Set task a:
Answer each of these questions about the article on the David Price trade, one per line, labeled (i), (ii) and (iii) to match:
(i) Which team did Troy Tulowitzki come from?
(ii) Which team traded David Price to Toronto?
(iii) Which team beat the Blue Jays in the ALCS that year?

Blue Jays: Even for half a season, the David Price trade was worth it

Looking back on all that’s happened since the Blue Jays traded for David Price in 2015, I’d say that deal was more than worth the cost at the time.

When I think back to July of 2015, it was one of the more surreal periods of my life as a sports fan. I’d long dreamed that the Blue Jays would make a real push to win a World Series again, something I hadn’t seen them do since the early 90’s, and suddenly Alex Anthopoulos was pushing his chips to the centre of the table.

First came Troy Tulowitzki from the Colorado Rockies in a move that shored up the shortstop position, and also helped the bullpen with the addition of LaTroy Hawkins. They also picked up Mark Lowe from the Mariners to boost the bullpen, and Ben Revere from the Phillies to give the lineup a new leadoff hitter. But it was the trade with the Detroit Tigers that brought David Price to Toronto that changed everything. Suddenly the Blue Jays had the no-doubt ace that they had been in search of for a long time.

We all know how it worked out, as the Blue Jays ended up losing to the Kansas City Royals in the ALCS that year. And even though it didn’t equate to the Blue Jays bringing home the ultimate prize, the fan base was re-energized in Toronto and across Canada, which carried over into 2016, and even into 2017 when the team was no longer a serious contender.

Set task b:
Can you express the stretch of the rows that opens at their first line and closes with the line containing "M 247 317 L", both ends included, as a Markdown table with the columns No. and Text, leaving out blank lines?

Provided records:
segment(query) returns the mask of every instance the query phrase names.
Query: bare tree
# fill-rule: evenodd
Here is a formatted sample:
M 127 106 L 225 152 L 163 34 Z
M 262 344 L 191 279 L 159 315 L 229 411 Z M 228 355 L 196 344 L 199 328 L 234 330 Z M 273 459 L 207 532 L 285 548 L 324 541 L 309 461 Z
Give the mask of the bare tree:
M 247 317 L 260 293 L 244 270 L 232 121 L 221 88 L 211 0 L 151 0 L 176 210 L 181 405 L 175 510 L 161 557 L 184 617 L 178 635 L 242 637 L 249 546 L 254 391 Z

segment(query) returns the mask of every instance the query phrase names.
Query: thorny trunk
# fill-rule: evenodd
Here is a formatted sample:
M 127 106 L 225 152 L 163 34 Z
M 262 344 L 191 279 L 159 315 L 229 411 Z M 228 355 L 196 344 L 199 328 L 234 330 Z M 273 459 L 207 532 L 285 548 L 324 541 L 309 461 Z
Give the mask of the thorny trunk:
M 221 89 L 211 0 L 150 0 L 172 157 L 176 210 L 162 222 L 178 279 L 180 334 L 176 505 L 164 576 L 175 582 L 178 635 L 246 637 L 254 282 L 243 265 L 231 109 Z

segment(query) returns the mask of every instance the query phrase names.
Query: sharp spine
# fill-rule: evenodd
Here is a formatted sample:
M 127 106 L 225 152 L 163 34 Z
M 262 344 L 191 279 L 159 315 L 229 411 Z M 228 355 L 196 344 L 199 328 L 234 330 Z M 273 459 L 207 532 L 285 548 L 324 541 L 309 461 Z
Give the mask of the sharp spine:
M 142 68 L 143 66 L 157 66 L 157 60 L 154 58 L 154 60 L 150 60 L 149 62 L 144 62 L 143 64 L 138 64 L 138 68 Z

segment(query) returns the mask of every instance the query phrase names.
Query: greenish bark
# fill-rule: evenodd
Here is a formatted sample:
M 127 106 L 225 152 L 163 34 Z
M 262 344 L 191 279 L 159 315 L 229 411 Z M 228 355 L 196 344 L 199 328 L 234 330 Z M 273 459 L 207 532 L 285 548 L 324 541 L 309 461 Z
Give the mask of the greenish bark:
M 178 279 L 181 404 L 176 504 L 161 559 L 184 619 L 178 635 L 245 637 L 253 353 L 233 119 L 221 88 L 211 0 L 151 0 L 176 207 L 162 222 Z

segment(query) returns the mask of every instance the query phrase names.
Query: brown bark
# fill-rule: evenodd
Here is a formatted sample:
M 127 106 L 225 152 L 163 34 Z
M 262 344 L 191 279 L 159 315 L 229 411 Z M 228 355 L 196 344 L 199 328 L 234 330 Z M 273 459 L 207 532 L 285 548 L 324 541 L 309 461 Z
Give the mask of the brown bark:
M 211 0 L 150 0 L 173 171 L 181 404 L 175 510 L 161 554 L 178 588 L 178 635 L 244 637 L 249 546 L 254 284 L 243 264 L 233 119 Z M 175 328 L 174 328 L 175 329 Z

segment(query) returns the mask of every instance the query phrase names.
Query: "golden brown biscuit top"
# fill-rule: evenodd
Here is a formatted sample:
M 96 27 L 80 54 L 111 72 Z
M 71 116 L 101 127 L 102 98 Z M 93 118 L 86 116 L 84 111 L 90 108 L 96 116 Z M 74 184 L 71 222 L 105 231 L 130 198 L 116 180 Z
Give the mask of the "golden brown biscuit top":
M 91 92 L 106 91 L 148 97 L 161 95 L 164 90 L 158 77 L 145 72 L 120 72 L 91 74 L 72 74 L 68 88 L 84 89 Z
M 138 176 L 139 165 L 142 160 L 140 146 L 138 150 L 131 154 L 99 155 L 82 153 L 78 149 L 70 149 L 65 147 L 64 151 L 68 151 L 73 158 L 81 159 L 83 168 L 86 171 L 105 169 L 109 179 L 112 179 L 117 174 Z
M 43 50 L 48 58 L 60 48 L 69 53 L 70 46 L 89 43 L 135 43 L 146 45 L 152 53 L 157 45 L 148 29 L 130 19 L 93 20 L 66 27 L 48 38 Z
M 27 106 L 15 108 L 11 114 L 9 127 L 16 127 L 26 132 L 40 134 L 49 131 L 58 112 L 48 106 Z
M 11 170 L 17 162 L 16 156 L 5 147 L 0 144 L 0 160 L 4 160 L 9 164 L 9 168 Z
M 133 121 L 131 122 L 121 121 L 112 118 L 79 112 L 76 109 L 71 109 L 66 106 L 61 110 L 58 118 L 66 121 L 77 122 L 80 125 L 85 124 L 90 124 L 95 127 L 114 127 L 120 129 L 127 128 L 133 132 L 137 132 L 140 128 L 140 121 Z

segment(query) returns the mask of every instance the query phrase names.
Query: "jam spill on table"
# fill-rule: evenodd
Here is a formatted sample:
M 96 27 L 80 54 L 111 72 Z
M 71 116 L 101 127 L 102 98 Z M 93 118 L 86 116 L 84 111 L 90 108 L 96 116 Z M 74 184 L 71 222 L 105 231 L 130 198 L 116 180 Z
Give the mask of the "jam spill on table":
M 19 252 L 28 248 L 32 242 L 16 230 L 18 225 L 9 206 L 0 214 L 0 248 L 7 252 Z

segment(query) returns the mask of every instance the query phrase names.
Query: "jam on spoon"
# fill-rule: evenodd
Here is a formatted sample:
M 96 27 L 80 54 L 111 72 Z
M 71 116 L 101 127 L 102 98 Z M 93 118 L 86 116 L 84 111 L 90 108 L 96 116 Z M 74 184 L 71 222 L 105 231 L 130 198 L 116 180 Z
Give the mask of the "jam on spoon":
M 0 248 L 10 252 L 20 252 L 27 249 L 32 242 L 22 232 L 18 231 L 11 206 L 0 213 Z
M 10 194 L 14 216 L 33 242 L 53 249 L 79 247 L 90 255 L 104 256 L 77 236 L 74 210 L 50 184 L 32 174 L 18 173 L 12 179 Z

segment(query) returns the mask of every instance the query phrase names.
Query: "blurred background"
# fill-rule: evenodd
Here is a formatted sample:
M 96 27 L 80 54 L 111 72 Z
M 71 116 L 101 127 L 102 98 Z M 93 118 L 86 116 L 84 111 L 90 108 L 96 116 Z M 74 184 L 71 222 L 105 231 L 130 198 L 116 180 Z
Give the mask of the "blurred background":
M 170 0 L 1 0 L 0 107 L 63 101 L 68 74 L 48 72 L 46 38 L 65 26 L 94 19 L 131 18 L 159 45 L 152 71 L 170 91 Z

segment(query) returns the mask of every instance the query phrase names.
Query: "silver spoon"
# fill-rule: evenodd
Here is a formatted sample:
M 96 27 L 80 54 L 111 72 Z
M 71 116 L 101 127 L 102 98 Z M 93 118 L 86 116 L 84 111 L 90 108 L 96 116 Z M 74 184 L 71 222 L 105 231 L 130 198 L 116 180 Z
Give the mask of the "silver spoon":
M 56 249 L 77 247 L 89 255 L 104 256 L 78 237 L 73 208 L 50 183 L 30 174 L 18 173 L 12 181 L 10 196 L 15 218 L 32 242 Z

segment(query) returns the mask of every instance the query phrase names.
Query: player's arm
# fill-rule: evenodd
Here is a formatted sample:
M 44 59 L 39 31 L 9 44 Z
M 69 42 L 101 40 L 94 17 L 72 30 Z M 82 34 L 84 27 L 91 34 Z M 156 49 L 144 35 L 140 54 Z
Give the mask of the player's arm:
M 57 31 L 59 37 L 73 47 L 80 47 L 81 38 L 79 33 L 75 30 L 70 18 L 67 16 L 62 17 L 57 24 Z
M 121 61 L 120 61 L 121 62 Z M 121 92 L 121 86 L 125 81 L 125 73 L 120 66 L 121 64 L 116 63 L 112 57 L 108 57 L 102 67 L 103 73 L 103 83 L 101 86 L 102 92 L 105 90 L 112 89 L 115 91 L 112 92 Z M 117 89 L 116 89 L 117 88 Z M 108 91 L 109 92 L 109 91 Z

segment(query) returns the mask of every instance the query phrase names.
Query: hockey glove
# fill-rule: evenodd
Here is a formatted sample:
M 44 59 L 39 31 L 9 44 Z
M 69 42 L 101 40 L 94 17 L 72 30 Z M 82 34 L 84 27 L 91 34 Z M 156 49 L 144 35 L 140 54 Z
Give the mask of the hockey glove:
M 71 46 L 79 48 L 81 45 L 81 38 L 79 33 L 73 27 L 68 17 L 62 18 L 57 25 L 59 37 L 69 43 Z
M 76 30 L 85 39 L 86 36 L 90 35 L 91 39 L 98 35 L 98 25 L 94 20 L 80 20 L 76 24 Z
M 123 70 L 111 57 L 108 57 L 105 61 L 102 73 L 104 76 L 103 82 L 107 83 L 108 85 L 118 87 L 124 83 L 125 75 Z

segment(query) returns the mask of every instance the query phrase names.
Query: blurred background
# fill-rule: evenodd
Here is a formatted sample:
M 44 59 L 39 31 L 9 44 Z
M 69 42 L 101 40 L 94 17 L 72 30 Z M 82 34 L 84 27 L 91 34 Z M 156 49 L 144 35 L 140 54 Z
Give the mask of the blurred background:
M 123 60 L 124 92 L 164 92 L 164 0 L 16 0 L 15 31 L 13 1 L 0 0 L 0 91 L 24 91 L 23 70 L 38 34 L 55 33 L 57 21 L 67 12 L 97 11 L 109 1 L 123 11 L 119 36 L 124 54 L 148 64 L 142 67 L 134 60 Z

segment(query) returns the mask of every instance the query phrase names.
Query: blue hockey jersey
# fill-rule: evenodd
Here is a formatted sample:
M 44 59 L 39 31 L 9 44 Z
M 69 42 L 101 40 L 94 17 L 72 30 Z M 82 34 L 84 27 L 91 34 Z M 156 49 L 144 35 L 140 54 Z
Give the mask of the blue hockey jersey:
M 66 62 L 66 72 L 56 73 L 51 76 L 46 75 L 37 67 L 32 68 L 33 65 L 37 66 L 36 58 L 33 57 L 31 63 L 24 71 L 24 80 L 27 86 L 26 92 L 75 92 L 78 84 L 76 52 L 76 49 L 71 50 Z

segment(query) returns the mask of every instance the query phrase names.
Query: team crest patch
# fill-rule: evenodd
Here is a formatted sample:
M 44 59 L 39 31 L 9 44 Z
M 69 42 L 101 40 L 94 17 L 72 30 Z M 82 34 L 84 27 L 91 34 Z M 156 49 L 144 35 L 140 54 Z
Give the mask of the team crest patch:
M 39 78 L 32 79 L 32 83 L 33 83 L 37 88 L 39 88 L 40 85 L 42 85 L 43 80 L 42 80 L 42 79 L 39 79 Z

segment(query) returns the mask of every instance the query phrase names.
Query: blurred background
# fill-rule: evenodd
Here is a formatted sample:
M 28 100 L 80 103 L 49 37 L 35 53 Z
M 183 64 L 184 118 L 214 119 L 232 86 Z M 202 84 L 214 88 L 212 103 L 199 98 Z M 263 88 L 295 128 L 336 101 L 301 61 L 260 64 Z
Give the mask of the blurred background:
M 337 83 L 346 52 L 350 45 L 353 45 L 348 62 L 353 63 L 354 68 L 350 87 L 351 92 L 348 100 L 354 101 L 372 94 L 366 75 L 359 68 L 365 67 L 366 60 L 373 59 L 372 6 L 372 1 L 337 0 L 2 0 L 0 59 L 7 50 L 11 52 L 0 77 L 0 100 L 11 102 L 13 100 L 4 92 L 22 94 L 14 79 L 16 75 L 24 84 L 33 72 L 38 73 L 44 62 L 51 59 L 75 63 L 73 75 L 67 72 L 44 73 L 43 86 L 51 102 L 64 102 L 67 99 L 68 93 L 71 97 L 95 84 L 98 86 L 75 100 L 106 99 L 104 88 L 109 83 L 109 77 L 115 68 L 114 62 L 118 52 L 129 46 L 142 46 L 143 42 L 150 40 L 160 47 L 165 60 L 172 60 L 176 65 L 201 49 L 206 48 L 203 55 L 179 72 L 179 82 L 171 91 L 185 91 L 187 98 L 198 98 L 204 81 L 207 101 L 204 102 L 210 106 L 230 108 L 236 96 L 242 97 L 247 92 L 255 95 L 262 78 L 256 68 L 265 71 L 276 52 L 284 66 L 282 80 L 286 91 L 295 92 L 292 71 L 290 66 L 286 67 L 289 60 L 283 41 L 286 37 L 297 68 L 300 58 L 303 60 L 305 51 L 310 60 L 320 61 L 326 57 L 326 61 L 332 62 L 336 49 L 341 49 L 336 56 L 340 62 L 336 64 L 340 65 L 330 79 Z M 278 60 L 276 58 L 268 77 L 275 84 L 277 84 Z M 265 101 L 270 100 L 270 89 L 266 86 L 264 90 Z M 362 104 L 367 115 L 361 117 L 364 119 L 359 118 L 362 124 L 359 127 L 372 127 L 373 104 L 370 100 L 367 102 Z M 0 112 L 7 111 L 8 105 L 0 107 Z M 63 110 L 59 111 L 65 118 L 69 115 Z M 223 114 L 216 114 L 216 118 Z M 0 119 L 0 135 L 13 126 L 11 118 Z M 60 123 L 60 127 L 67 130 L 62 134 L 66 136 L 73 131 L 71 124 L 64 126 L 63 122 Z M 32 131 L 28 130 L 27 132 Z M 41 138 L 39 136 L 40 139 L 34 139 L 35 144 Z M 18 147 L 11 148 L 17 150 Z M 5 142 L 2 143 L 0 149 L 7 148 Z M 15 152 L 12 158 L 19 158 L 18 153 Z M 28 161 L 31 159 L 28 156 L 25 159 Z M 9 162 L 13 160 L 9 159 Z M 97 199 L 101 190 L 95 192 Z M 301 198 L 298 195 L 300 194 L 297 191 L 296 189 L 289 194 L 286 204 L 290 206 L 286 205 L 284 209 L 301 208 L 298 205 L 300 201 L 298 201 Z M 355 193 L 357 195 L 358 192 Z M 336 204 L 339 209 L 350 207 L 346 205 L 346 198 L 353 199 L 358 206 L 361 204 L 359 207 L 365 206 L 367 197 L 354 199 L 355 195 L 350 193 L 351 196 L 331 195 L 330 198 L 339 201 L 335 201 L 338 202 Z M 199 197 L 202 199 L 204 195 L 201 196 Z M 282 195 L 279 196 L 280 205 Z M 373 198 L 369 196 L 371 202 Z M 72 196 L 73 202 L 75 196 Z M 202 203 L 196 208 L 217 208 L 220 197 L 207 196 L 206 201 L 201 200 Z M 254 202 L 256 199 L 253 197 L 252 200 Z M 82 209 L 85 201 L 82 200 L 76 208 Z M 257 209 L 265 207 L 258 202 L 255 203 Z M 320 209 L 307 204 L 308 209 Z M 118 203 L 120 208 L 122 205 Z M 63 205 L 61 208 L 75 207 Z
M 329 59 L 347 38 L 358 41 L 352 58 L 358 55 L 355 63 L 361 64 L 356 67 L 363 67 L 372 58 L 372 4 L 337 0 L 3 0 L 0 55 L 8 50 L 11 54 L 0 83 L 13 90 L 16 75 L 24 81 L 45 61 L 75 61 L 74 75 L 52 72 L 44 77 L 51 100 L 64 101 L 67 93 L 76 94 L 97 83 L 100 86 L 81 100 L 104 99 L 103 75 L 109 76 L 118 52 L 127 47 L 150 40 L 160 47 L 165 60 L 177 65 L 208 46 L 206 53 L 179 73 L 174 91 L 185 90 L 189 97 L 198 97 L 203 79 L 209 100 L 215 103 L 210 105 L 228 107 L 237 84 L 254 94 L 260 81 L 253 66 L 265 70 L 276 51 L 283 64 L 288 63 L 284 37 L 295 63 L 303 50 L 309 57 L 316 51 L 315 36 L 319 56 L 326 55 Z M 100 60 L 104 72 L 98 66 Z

Full output a:
(i) The Colorado Rockies
(ii) The Detroit Tigers
(iii) The Kansas City Royals

Full output b:
| No. | Text |
|---|---|
| 1 | segment(query) returns the mask of every instance the query phrase names. |
| 2 | Query: bare tree |
| 3 | # fill-rule: evenodd |
| 4 | Here is a formatted sample: |
| 5 | M 127 106 L 225 152 L 163 34 Z |
| 6 | M 262 344 L 191 279 L 159 315 L 229 411 Z M 228 355 L 196 344 L 199 328 L 234 330 Z M 273 459 L 207 532 L 285 548 L 324 541 L 309 461 Z |
| 7 | Give the mask of the bare tree: |
| 8 | M 247 317 L 260 293 L 244 270 L 232 121 L 221 88 L 211 0 L 151 0 L 176 210 L 181 405 L 175 510 L 161 557 L 184 617 L 178 635 L 242 637 L 249 546 L 254 391 Z |